- Opening Delimiter -

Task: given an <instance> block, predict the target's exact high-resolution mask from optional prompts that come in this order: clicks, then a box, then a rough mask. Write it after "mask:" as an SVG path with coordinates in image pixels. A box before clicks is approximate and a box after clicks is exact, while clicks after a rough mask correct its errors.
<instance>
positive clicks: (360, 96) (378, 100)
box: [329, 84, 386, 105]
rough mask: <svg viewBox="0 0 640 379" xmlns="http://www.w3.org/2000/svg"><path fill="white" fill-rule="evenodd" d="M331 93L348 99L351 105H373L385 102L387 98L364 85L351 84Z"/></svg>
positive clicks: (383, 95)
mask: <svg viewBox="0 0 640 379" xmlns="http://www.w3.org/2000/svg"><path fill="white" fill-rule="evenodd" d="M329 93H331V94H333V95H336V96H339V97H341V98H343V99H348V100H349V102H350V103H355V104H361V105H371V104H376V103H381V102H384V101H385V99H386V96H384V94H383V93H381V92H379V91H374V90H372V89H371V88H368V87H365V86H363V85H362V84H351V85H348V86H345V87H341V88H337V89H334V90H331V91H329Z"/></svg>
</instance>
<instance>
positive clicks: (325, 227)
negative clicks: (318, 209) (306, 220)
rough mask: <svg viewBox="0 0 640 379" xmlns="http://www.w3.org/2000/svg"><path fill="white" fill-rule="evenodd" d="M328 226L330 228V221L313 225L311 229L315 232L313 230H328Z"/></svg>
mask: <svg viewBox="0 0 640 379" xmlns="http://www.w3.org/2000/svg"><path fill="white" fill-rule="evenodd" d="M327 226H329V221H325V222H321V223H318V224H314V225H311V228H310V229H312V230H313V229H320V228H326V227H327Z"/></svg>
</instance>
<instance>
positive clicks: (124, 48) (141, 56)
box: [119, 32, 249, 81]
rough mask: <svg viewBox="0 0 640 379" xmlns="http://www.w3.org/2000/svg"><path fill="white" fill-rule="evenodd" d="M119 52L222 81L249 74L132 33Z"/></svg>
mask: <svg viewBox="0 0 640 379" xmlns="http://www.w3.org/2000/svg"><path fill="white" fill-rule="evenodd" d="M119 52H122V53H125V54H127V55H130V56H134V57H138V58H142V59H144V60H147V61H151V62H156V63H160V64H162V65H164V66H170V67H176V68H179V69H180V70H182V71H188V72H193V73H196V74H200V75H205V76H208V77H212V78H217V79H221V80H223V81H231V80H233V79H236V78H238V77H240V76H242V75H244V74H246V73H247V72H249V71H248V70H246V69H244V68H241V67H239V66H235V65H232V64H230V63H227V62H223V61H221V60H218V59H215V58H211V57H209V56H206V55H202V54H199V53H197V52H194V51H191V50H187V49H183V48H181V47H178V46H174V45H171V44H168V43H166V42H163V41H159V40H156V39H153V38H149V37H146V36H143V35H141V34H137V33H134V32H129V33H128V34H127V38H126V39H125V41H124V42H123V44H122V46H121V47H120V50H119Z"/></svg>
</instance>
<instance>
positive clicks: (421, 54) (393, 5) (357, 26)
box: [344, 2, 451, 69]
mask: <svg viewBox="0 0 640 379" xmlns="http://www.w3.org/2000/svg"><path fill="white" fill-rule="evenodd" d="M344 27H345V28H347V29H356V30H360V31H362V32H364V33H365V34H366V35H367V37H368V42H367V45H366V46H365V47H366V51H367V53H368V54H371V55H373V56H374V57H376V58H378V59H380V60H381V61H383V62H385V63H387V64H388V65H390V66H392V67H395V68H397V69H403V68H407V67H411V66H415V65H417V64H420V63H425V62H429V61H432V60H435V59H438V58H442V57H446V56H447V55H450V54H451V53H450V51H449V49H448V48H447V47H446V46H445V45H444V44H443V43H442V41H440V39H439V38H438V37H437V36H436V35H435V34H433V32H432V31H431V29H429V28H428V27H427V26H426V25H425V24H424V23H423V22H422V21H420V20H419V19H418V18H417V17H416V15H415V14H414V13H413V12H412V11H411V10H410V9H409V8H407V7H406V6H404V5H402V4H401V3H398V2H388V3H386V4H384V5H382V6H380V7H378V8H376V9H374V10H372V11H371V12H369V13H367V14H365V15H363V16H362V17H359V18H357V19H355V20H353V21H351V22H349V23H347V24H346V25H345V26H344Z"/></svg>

- Closing Delimiter -

After locating the line with "positive clicks: (325, 227)" above, return that line and every later line through the one with "box: [119, 32, 249, 81]", word for word and with nothing else.

# Solution for this problem:
positive clicks: (325, 227)
negative clicks: (318, 209) (306, 220)
rough mask: <svg viewBox="0 0 640 379" xmlns="http://www.w3.org/2000/svg"><path fill="white" fill-rule="evenodd" d="M328 226L330 228V221L313 225L311 229L315 232L313 230H328Z"/></svg>
mask: <svg viewBox="0 0 640 379" xmlns="http://www.w3.org/2000/svg"><path fill="white" fill-rule="evenodd" d="M327 226H329V221H325V222H321V223H318V224H314V225H311V228H310V229H312V230H313V229H320V228H326V227H327Z"/></svg>
</instance>
<instance>
positive clicks: (124, 48) (141, 56)
box: [119, 32, 249, 81]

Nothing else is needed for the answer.